## Task set
[a] From the passage about the Santa Barbara mission below, list each thing the Spanish forts needed a regular supply of.
[b] Please transcribe the passage about the Santa Barbara mission below, starting at "The mission overlooks" and ending at "better-illuminated tennis courts.".

## Page text
-----

The mission overlooks the red tile roofs and earth-toned walls of one of the most beautiful towns in the world, a place where even the Mormon, Unitarian, and Christian Scientist churches show the graceful architecture of colonial Spanish chapels. Tall, elegant palms and spindly eucalyptus line the roads, where the luxuriant vegetation gives a natural elegance to even the most modest home. The higher up the hills one climbs around the mission, the more expensive the homes become as they acquire a better view of the ocean, more extensive landscaping, larger swimming pools, longer driveways, higher gates, and better-illuminated tennis courts.

Inside the simple mission, a flickering candle burns before the altar. According to tradition, a candle has been burning at that altar without interruption for over two centuries. An expansive wrought-iron chandelier dominates the dank, cavernous interior. The gift shop in the mission plays religious music, Gregorian chants or the thin tunes of the “folk mass” in English.

The Chumash who once lived here have virtually disappeared, but their memory permeates the hillside. Four thousand Indian graves, mostly of Chumash, now surround the mission as a reminder of the great price paid for this place and this building by the natives who lived here for thousands of years. But the mission does not house the memory of these people. That memory and a few physical artifacts of the Chumash now find refuge in the nearby Santa Barbara Natural History Museum.

The missions of California symbolize the Spanish colonial era, but the missions originated as Spanish settlements built in Indian communities as places where the Indians could learn about Christianity and in the process learn about the European way of life. During most of the time when Spain controlled this area, Spanish colonists evidenced little interest in living in California, because Mexico offered much better lands and easier fortunes. Several halfhearted attempts to colonize California failed because the area proved simply too far from Mexico and the center of commerce, power, and social life. For a Mexican colonist, living in California was living in distant exile.

The Spanish authorities took serious notice of California only after the Russians colonized Alaska in the eighteenth century and threatened to move down the Pacific Coast to California. Suddenly faced with the possibility of losing the whole northern Pacific Coast to the Russians much the way they had already lost the northern Atlantic Coast to the British, the Spanish powers in Mexico City finally decided to settle and defend the California coast.

Before the Russians could extend their power south to California, the Spaniards sought to erect a series of forts, but they needed a regular supply of food, cloth, leather, and skilled workers. California lay too far from Mexico to depend on regular shipments of such materials. To supply its forts without having to send in reluctant Mexican colonists, the government devised a plan centered on the Franciscan monks. The friars would convert the Indians, who would then serve the needs of the forts. In this way the financially constrained monarchy of Spain defended what remained of its land claim on the Pacific, and the church forced the Indians to bear the economic burden of this military force.

-----

## Information given
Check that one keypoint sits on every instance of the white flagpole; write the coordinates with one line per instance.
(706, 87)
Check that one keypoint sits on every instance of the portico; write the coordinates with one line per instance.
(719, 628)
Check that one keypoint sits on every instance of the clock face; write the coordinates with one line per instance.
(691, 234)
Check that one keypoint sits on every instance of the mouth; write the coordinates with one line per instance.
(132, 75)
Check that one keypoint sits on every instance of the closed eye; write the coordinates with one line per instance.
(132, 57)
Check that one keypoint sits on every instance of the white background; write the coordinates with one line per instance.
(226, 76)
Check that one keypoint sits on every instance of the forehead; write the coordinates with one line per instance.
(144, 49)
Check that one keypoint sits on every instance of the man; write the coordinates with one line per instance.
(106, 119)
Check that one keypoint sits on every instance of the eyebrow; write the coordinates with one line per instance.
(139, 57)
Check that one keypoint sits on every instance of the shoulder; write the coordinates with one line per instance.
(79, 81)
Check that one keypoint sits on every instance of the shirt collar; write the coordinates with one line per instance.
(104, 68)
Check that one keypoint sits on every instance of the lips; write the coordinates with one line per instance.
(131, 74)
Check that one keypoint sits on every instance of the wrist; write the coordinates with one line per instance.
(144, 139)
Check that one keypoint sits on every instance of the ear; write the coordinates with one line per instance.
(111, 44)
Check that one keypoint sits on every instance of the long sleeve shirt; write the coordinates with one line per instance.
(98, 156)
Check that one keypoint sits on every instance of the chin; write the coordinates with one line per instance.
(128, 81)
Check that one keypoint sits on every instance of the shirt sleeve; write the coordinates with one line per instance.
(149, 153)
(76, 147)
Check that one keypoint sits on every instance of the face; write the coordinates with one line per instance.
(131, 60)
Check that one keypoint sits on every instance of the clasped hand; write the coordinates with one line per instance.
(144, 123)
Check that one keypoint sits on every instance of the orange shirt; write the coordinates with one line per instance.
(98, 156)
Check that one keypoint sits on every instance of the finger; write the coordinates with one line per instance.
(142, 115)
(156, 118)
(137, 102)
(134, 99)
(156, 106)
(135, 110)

-----

## Answers to the exercise
[a]
- Food
- Cloth
- Leather
- Skilled workers

[b]
The mission overlooks the red tile roofs and earth-toned walls of one of the most beautiful towns in the world, a place where even the Mormon, Unitarian, and Christian Scientist churches show the graceful architecture of colonial Spanish chapels. Tall, elegant palms and spindly eucalyptus line the roads, where the luxuriant vegetation gives a natural elegance to even the most modest home. The higher up the hills one climbs around the mission, the more expensive the homes become as they acquire a better view of the ocean, more extensive landscaping, larger swimming pools, longer driveways, higher gates, and better-illuminated tennis courts.